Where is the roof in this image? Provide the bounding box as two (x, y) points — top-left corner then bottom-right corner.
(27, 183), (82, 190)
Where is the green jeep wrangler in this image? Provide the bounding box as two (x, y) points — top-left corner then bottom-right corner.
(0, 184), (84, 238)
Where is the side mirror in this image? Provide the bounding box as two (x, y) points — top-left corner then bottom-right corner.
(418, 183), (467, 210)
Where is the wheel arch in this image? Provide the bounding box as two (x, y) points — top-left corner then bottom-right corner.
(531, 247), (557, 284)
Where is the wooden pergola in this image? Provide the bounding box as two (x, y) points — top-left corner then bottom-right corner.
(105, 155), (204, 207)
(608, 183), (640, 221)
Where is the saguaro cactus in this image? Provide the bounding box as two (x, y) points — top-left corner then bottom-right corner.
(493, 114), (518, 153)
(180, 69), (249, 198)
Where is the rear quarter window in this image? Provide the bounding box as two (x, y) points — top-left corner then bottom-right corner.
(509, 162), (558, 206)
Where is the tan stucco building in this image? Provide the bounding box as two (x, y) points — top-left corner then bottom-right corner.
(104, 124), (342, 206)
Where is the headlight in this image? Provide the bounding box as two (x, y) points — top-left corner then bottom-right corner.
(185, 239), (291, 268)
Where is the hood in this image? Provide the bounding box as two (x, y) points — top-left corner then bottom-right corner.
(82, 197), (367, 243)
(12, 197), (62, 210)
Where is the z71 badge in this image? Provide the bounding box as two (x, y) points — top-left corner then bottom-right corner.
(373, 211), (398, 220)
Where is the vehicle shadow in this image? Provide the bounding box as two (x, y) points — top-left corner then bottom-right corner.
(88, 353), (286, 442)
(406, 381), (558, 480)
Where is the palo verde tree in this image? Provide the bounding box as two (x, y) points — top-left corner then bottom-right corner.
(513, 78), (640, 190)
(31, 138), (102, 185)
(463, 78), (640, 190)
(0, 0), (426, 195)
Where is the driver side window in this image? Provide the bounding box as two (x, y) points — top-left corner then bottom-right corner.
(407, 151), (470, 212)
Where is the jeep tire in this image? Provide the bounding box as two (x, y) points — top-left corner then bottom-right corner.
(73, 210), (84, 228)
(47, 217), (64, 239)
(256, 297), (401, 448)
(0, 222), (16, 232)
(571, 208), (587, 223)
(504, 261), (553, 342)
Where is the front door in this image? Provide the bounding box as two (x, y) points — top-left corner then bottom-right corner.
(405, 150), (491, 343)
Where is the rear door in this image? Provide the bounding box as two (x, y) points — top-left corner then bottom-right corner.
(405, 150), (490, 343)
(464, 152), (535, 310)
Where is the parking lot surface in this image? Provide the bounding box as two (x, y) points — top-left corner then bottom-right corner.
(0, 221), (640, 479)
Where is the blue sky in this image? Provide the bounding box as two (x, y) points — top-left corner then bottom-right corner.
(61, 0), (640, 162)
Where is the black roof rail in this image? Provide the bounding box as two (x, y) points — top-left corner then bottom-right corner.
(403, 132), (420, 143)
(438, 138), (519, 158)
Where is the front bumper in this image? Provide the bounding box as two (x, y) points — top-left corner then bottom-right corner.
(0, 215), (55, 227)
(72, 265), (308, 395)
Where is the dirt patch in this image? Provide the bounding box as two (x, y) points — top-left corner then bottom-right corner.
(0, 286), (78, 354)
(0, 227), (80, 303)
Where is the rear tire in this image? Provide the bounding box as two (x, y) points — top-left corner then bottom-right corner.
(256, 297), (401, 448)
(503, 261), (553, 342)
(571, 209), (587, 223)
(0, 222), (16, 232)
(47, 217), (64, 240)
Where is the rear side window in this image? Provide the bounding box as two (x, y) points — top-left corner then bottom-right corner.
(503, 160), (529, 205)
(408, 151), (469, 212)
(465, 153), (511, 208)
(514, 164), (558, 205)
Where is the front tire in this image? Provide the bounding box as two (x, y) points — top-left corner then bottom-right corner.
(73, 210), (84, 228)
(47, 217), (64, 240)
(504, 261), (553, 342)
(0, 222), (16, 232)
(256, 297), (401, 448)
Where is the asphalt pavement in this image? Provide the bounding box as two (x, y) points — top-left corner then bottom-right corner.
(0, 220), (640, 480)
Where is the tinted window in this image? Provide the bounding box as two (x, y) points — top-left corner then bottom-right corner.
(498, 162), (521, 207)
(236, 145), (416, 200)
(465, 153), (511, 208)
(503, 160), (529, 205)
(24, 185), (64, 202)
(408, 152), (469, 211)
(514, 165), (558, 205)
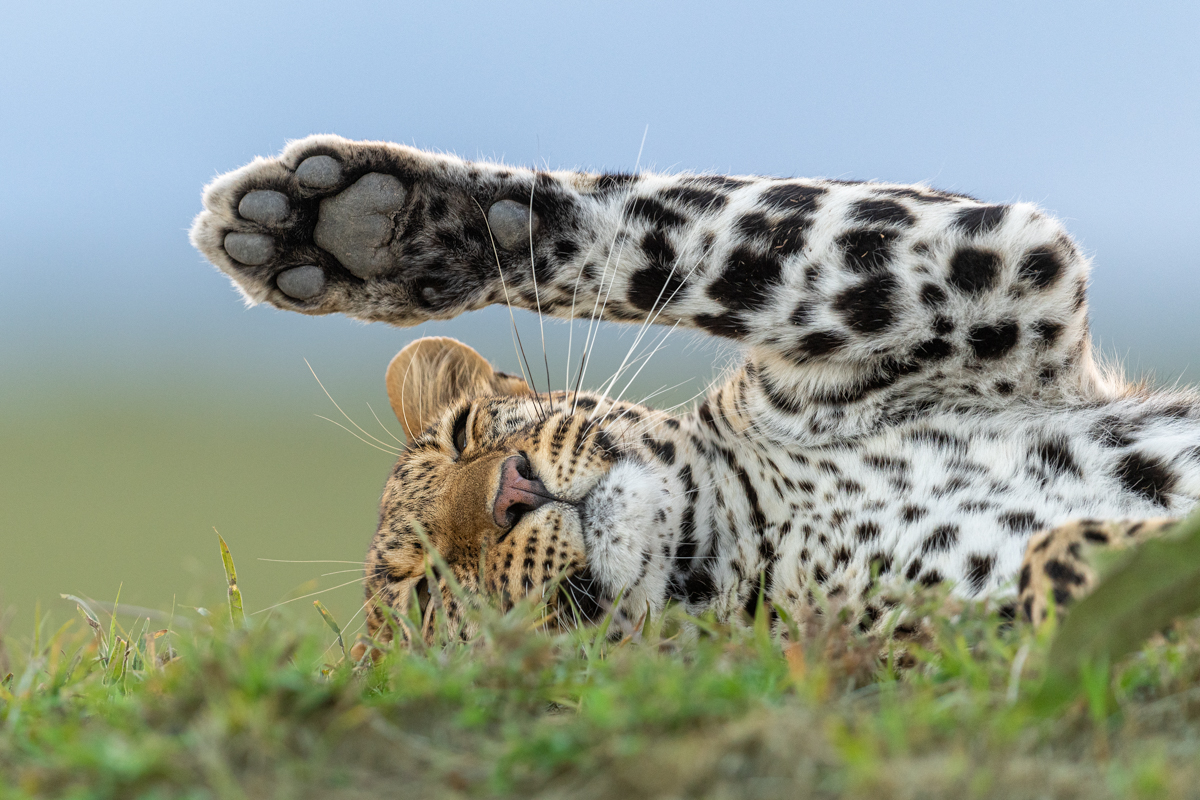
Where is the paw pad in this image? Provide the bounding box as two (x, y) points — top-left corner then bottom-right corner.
(238, 191), (289, 225)
(312, 172), (406, 279)
(296, 156), (342, 188)
(275, 264), (325, 300)
(224, 233), (275, 266)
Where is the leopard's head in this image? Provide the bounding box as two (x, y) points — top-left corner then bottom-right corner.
(359, 337), (674, 654)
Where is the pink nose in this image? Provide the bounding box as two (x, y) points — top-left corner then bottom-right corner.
(492, 456), (554, 529)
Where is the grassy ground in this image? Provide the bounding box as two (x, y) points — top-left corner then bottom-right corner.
(7, 532), (1200, 800)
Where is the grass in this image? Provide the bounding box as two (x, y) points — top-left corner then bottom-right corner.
(7, 527), (1200, 800)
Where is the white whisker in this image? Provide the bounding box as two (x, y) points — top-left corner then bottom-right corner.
(313, 414), (400, 456)
(367, 403), (404, 447)
(257, 559), (362, 566)
(304, 359), (403, 447)
(250, 578), (362, 616)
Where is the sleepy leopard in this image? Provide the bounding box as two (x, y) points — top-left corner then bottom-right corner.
(191, 136), (1200, 640)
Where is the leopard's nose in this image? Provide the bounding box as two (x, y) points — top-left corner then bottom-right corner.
(492, 456), (554, 530)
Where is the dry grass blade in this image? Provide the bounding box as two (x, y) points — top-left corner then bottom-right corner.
(214, 529), (246, 627)
(312, 600), (346, 658)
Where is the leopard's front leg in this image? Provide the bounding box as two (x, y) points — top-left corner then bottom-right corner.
(192, 136), (1094, 410)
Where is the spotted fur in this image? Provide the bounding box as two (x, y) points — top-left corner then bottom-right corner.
(192, 136), (1200, 652)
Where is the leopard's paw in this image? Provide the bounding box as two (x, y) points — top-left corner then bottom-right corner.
(191, 136), (441, 324)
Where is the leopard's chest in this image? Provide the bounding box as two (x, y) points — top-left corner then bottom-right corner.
(672, 404), (1200, 618)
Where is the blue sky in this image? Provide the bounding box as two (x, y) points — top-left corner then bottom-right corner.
(0, 0), (1200, 391)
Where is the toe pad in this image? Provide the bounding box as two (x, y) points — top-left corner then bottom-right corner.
(275, 264), (325, 300)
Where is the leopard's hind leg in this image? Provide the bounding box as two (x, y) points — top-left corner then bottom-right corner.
(1018, 517), (1178, 625)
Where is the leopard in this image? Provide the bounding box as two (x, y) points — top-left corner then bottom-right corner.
(191, 134), (1200, 655)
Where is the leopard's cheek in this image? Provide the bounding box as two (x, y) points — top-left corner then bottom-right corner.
(484, 504), (586, 607)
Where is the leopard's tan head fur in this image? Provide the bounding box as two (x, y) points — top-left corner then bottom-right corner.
(350, 337), (668, 640)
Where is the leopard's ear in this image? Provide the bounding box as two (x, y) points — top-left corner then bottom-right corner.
(386, 336), (530, 441)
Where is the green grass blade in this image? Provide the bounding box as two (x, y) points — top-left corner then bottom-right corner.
(217, 534), (246, 627)
(1039, 515), (1200, 709)
(312, 600), (346, 658)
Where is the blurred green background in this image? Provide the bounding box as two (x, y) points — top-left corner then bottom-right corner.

◆ ◆ ◆

WHAT IS REQUIRED:
Starting at the first of the lines above and ending at the line that contains "(531, 247), (557, 284)", rewrite every line, requests included, with each coordinate in the answers multiplied by 0.35 and rounded to a whole number, halves rounding up. Both end lines are included, and nothing outside that span belongs in the result.

RESULT OF THIS TASK:
Where is the roof in this image? Provide the bounding box as two (x, y) points — top-left corner then bottom-right corner.
(9, 64), (29, 67)
Where is the green jeep wrangler in this image? Provide the bounding box as two (x, y) points — top-left corner then bottom-right corner.
(0, 64), (29, 83)
Where is the side mirror in this image? Provide the bounding box as two (x, y) points — top-left corner then bottom-right corner.
(146, 64), (163, 74)
Where is the wheel arch in this image? Provide the bounding box as two (x, y) points — top-left corner then bottom-right corner.
(186, 86), (195, 99)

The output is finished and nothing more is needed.